WHAT YOU SHOULD DO => Convert all of the data below into a Markdown table with two columns, "Row" and "Line." Number each line in order and omit any blank lines.

[Raw records]
=-=-=

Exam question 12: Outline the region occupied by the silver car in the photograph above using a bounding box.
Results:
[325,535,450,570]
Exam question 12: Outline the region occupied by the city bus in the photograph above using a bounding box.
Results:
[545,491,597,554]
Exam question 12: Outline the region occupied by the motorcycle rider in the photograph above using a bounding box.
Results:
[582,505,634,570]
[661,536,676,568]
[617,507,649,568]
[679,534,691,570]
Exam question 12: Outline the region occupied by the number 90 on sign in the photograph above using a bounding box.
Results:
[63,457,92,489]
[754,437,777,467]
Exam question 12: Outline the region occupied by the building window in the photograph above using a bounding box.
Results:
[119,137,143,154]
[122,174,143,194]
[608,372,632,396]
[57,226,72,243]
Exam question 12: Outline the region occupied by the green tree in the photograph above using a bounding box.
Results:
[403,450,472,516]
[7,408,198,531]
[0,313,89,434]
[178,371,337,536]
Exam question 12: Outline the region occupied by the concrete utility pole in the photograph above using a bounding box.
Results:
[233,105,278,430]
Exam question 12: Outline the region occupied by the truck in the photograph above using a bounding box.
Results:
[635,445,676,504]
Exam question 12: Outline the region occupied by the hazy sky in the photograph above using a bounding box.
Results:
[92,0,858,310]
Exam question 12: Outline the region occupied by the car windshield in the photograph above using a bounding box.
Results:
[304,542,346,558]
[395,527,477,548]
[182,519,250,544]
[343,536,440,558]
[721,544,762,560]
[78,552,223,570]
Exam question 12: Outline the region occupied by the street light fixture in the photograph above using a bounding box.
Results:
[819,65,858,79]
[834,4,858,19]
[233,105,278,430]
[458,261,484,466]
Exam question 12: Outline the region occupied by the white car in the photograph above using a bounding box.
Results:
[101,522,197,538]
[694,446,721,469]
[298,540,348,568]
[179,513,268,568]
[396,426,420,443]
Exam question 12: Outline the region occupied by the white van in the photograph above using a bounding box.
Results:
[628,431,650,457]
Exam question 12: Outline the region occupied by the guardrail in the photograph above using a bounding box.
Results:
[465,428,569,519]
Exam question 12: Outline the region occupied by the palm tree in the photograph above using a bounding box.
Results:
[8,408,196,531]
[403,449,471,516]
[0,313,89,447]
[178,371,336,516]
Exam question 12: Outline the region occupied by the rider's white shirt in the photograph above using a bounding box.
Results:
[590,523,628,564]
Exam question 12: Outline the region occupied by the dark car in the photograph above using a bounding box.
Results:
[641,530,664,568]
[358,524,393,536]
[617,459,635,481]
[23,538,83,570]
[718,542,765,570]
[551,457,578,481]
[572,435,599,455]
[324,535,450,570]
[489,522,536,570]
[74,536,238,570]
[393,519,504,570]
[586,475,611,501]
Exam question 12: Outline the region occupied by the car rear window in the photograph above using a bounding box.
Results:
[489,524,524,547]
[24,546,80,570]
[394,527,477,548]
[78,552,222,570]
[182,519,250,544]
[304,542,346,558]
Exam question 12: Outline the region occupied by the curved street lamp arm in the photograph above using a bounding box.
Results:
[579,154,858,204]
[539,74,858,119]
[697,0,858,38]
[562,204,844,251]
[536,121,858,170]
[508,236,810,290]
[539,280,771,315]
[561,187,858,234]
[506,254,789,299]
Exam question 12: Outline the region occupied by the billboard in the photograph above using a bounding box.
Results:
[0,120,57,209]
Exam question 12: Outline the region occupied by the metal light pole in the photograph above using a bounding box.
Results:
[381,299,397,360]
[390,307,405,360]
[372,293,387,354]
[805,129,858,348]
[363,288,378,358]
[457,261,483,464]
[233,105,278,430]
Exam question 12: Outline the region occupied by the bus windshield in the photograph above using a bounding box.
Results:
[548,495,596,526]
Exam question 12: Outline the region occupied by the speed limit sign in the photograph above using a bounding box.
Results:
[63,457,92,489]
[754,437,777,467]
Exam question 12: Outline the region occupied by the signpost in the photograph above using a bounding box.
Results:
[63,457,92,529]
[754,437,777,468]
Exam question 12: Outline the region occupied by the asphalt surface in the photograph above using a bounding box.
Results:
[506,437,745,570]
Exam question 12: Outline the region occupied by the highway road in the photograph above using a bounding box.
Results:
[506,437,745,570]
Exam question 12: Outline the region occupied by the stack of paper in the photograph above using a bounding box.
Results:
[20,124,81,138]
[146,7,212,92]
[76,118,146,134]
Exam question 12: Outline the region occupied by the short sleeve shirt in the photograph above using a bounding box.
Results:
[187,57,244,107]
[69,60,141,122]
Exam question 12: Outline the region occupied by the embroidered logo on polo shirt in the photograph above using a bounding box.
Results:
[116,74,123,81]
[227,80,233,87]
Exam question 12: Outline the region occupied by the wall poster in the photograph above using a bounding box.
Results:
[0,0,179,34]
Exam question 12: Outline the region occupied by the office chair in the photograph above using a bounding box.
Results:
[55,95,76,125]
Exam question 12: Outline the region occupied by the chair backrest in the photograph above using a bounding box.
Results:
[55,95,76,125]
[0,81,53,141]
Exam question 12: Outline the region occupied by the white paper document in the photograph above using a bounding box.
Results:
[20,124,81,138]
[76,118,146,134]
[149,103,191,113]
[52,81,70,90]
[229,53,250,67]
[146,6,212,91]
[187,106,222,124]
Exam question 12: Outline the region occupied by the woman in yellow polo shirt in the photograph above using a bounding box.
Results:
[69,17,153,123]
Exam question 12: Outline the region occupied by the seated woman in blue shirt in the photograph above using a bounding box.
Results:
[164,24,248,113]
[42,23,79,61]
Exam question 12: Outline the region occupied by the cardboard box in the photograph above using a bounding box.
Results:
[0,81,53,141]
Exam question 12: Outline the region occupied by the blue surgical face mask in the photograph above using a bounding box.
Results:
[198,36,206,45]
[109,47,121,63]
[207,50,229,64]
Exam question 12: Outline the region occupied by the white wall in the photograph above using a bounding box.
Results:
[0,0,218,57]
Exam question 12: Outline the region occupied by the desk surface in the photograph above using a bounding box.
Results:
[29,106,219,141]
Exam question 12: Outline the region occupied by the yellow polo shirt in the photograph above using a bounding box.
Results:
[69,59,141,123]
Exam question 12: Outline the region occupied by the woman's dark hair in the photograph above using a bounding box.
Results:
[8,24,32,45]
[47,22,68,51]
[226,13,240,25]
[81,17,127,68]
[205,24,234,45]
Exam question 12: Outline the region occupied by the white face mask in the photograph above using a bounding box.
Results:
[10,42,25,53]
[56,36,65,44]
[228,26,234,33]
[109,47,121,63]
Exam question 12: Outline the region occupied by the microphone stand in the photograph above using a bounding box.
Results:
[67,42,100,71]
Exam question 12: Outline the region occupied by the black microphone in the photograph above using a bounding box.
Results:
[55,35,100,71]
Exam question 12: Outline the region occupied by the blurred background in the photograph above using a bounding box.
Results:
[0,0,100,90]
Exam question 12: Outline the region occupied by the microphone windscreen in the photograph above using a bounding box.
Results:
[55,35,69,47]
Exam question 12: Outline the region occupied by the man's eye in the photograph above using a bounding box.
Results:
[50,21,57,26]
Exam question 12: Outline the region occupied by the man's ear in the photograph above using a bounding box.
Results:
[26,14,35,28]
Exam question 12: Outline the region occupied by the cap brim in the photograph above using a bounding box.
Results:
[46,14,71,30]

=-=-=

THE SOLUTION =>
| Row | Line |
|---|---|
| 1 | Exam question 12: Outline the region occupied by the silver car in the photograph above using a bounding box. |
| 2 | Results: |
| 3 | [325,535,450,570] |
| 4 | Exam question 12: Outline the region occupied by the city bus in the photograph above using a bounding box. |
| 5 | Results: |
| 6 | [545,491,597,554] |
| 7 | Exam question 12: Outline the region occupied by the motorcycle rider in the photograph above using a bounding box. |
| 8 | Results: |
| 9 | [582,505,634,570] |
| 10 | [661,536,676,568] |
| 11 | [617,507,649,568] |
| 12 | [679,534,691,570] |
| 13 | Exam question 12: Outline the region occupied by the number 90 on sign in the photograph above using a bounding box. |
| 14 | Results: |
| 15 | [63,457,92,489] |
| 16 | [754,437,777,467] |
| 17 | Exam question 12: Outline the region occupied by the building window in the photograph above using a bounding box. |
| 18 | Results: |
| 19 | [119,137,143,154] |
| 20 | [122,174,143,194] |
| 21 | [608,372,632,396] |
| 22 | [57,226,72,243] |
| 23 | Exam question 12: Outline the region occupied by the green tree in the photograph above using a bounding box. |
| 24 | Results: |
| 25 | [403,450,472,516] |
| 26 | [7,408,198,531] |
| 27 | [0,313,89,434] |
| 28 | [178,371,337,536] |
| 29 | Exam question 12: Outline the region occupied by the concrete utility pole in the photograph above using a bounding box. |
| 30 | Results: |
| 31 | [233,105,278,430] |
| 32 | Exam question 12: Outline the region occupied by the truck in the photograph above using a bounding box. |
| 33 | Results: |
| 34 | [635,445,676,504] |
| 35 | Exam question 12: Outline the region occupied by the hazy sky in the photograph above using a bounding box. |
| 36 | Results: |
| 37 | [92,0,858,310] |
| 38 | Exam question 12: Outline the region occupied by the car windshield in the photograph above using a bounding box. |
| 39 | Results: |
| 40 | [304,542,346,558] |
| 41 | [395,527,477,548] |
| 42 | [182,519,250,544] |
| 43 | [343,536,440,558] |
| 44 | [721,544,762,560] |
| 45 | [78,552,223,570] |
| 46 | Exam question 12: Outline the region occupied by the street light fixture in the photograph above using a bounding box. |
| 47 | Results: |
| 48 | [819,65,858,79] |
| 49 | [834,4,858,19] |
| 50 | [233,105,278,430] |
| 51 | [458,261,484,466] |
| 52 | Exam question 12: Outline the region occupied by the white car in the photograph above using a bounding box. |
| 53 | Results: |
| 54 | [101,522,197,538] |
| 55 | [694,446,721,469] |
| 56 | [298,540,348,568] |
| 57 | [179,513,268,568] |
| 58 | [396,426,420,443] |
| 59 | Exam question 12: Outline the region occupied by the white van in the photograph above using a bounding box. |
| 60 | Results: |
| 61 | [628,431,650,457] |
| 62 | Exam question 12: Outline the region occupied by the guardrail in the photograph above using a bounding box. |
| 63 | Results: |
| 64 | [465,428,569,519] |
| 65 | Exam question 12: Outline the region occupied by the palm tree in the photograph above using a bounding box. |
| 66 | Results: |
| 67 | [8,408,196,531] |
| 68 | [403,449,471,516] |
| 69 | [0,313,89,447] |
| 70 | [178,371,336,516] |
| 71 | Exam question 12: Outline the region occupied by the rider's white shirt in the photograph above using a bounding box. |
| 72 | Results: |
| 73 | [590,523,628,564] |
| 74 | Exam question 12: Outline the region occupied by the dark car in the photograph above using a bounding box. |
| 75 | Results: |
| 76 | [641,530,664,568] |
| 77 | [358,524,393,536] |
| 78 | [617,459,635,481] |
| 79 | [23,538,83,570] |
| 80 | [718,542,765,570] |
| 81 | [551,457,578,481] |
| 82 | [572,435,599,455] |
| 83 | [324,535,450,570] |
| 84 | [489,522,536,570] |
| 85 | [74,536,238,570] |
| 86 | [393,519,504,570] |
| 87 | [586,475,611,501] |
| 88 | Exam question 12: Outline the region occupied by the car rear window in the photograph above using a bounding box. |
| 89 | Results: |
| 90 | [489,524,524,547] |
| 91 | [24,546,80,570] |
| 92 | [394,527,477,548] |
| 93 | [78,552,222,570] |
| 94 | [182,519,250,544] |
| 95 | [304,542,346,558] |
| 96 | Exam question 12: Outline the region occupied by the curved street lamp arm in the photograph above using a bounding box. |
| 97 | Results: |
| 98 | [579,154,858,204] |
| 99 | [539,74,858,119] |
| 100 | [697,0,858,38] |
| 101 | [562,204,844,251] |
| 102 | [536,121,858,170] |
| 103 | [508,236,810,290] |
| 104 | [539,280,771,315] |
| 105 | [561,187,858,234] |
| 106 | [506,254,789,299] |
| 107 | Exam question 12: Outline the region occupied by the billboard in the photograph above using a bounding box. |
| 108 | Results: |
| 109 | [0,120,57,209] |
| 110 | Exam question 12: Outline the region occupied by the metal light pole in the photograph above using a bounding box. |
| 111 | Results: |
| 112 | [381,299,397,360] |
| 113 | [390,307,405,360] |
| 114 | [372,293,387,354] |
| 115 | [805,129,858,348] |
| 116 | [363,288,378,358] |
| 117 | [457,261,483,464] |
| 118 | [233,105,278,430] |
| 119 | Exam question 12: Outline the region occupied by the bus windshield in the photograph above using a bounding box. |
| 120 | Results: |
| 121 | [548,495,596,526] |
| 122 | Exam question 12: Outline the region occupied by the speed limit sign in the photograph above using a bounding box. |
| 123 | Results: |
| 124 | [63,457,92,489] |
| 125 | [754,437,777,467] |
| 126 | Exam question 12: Outline the region occupied by the signpost in the photograph above using a bounding box. |
| 127 | Results: |
| 128 | [63,457,92,529] |
| 129 | [754,437,777,468] |
| 130 | Exam question 12: Outline the region occupied by the asphalt surface in the photograph above using a bounding box. |
| 131 | Results: |
| 132 | [506,437,745,570] |
| 133 | Exam question 12: Outline the region occupied by the highway road in the photograph above using a bounding box. |
| 134 | Results: |
| 135 | [506,437,745,570] |
| 136 | Exam question 12: Outline the region occupied by the stack of paper in the photograph above using a bounding box. |
| 137 | Results: |
| 138 | [20,124,81,138] |
| 139 | [146,7,212,92] |
| 140 | [76,118,146,134] |
| 141 | Exam question 12: Outline the region occupied by the short sleeve shirt in the photograph above using a bounding box. |
| 142 | Results: |
| 143 | [187,57,244,107] |
| 144 | [69,60,141,122] |
| 145 | Exam question 12: Outline the region occupied by the embroidered logo on polo shirt in the photograph above using a bounding box. |
| 146 | Results: |
| 147 | [116,74,123,81] |
| 148 | [227,80,233,87] |
| 149 | Exam question 12: Outline the region occupied by the wall poster in the photograph above using a bounding box. |
| 150 | Results: |
| 151 | [0,0,179,34] |
| 152 | Exam question 12: Outline the region occupied by the office chair in the photograph above using a bounding box. |
| 153 | Results: |
| 154 | [55,95,76,125] |
| 155 | Exam question 12: Outline the region occupied by the chair backrest in the photograph above using a bounding box. |
| 156 | Results: |
| 157 | [55,95,76,125] |
| 158 | [0,81,53,141] |
| 159 | Exam question 12: Outline the region occupied by the white paper document in the photograph above using a bounding box. |
| 160 | Results: |
| 161 | [20,124,81,138] |
| 162 | [76,118,146,134] |
| 163 | [149,103,191,113] |
| 164 | [52,81,70,90] |
| 165 | [229,53,250,67] |
| 166 | [146,6,212,91] |
| 167 | [187,106,222,124] |
| 168 | Exam question 12: Outline the region occupied by the woman in yellow polo shirt in the photograph above using a bounding box. |
| 169 | Results: |
| 170 | [69,17,153,123] |
| 171 | Exam question 12: Outline the region occupied by the seated woman in blue shirt in the photograph above using a bounding box. |
| 172 | Results: |
| 173 | [164,24,248,113] |
| 174 | [42,23,79,61] |
| 175 | Exam question 12: Outline the region occupied by the cardboard box in the photograph above using a bounding box. |
| 176 | Results: |
| 177 | [0,81,53,141] |
| 178 | Exam question 12: Outline the region occupied by the blue surgical face mask in the photograph above using a bounding box. |
| 179 | Results: |
| 180 | [198,36,206,45] |
| 181 | [109,47,121,63] |
| 182 | [207,50,229,64] |
| 183 | Exam question 12: Outline the region occupied by the white wall in the photograph above using a bounding box. |
| 184 | Results: |
| 185 | [0,0,218,57] |
| 186 | Exam question 12: Outline the region occupied by the desk surface in the photograph above using a bounding box. |
| 187 | Results: |
| 188 | [29,106,219,141] |
| 189 | Exam question 12: Outline the region occupied by the yellow polo shirt in the photograph above using a bounding box. |
| 190 | Results: |
| 191 | [69,59,141,123] |
| 192 | Exam question 12: Outline the region occupied by the woman's dark hair in the photograph above using a bounding box. |
| 193 | Results: |
| 194 | [8,24,32,45] |
| 195 | [47,22,68,51] |
| 196 | [226,13,240,25] |
| 197 | [81,17,127,68] |
| 198 | [205,24,234,45] |
| 199 | Exam question 12: Outline the region occupied by the white face mask in the photograph above using a bounding box. |
| 200 | Results: |
| 201 | [10,42,25,53] |
| 202 | [56,36,65,44] |
| 203 | [228,26,234,33] |
| 204 | [109,47,121,63] |
| 205 | Exam question 12: Outline the region occupied by the microphone stand in the photograph above using a bounding box. |
| 206 | Results: |
| 207 | [67,42,100,71] |
| 208 | Exam question 12: Outline the region occupied by the black microphone in the photograph above using a bounding box. |
| 209 | Results: |
| 210 | [55,35,100,71] |
| 211 | Exam question 12: Outline the region occupied by the blurred background in the photograph above using a bounding box. |
| 212 | Results: |
| 213 | [0,0,100,90] |
| 214 | Exam question 12: Outline the region occupied by the microphone windscreen in the photograph above using a bounding box. |
| 215 | Results: |
| 216 | [55,35,69,47] |
| 217 | Exam question 12: Outline the region occupied by the man's eye in the photograph above using a bounding box. |
| 218 | Results: |
| 219 | [50,21,57,26] |
| 220 | Exam question 12: Outline the region occupied by the man's ear in the photograph above using a bounding box. |
| 221 | Results: |
| 222 | [26,14,35,28] |
| 223 | Exam question 12: Outline the region occupied by the cap brim in the photograph above using a bounding box. |
| 224 | Results: |
| 225 | [46,14,71,30] |